▸ EXERCISE INSTRUCTIONS
Please display each line of the entries below that contains the word "detection", copying every such line in full. Matches must have the same case.

▸ INPUT ROWS
=======

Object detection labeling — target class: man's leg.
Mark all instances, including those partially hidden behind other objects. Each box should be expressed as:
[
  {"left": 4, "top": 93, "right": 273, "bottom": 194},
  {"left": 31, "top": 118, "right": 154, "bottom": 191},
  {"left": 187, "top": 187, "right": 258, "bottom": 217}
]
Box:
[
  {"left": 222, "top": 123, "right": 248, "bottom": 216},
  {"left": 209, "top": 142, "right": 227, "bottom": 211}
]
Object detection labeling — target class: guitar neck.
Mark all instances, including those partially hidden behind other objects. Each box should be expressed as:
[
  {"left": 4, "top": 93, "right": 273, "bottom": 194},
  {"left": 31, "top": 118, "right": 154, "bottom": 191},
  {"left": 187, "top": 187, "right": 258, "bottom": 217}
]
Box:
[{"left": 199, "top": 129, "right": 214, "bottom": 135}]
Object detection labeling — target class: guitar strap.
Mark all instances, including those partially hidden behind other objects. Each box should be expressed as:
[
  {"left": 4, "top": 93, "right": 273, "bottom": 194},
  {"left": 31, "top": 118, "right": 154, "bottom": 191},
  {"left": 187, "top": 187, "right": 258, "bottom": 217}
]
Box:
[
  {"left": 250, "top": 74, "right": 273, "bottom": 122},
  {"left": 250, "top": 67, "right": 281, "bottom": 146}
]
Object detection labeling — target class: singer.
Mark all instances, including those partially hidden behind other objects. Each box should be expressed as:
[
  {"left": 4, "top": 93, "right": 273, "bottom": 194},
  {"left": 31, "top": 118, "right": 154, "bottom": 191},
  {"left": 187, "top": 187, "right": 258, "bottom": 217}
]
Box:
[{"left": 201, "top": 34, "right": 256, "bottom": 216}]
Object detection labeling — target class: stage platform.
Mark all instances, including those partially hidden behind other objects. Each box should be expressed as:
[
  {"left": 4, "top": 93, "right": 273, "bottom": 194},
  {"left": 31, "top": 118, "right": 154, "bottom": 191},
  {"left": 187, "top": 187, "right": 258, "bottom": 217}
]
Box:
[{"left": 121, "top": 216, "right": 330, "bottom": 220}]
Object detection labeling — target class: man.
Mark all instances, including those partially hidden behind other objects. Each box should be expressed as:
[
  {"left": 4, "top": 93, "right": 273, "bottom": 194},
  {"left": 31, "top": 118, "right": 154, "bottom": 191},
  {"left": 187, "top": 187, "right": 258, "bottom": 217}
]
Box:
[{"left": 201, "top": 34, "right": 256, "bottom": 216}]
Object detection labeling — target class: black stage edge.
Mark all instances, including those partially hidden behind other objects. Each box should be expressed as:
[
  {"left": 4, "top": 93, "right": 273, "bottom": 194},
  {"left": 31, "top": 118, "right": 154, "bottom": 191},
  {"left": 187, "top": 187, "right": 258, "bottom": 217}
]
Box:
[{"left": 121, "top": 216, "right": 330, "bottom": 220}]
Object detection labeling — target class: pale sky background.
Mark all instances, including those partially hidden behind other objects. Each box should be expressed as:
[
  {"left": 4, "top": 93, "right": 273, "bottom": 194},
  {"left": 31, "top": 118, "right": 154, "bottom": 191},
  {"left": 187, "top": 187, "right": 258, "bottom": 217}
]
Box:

=======

▸ WORKED SOLUTION
Object detection labeling — target class: man's leg.
Object detection labeling — target class: guitar neck.
Object detection labeling — target class: guitar strap.
Object detection labeling — target class: singer.
Object detection labeling — target class: stage platform.
Object detection labeling — target class: man.
Object detection labeling — target class: black stage edge.
Object detection labeling — target class: pale sky background.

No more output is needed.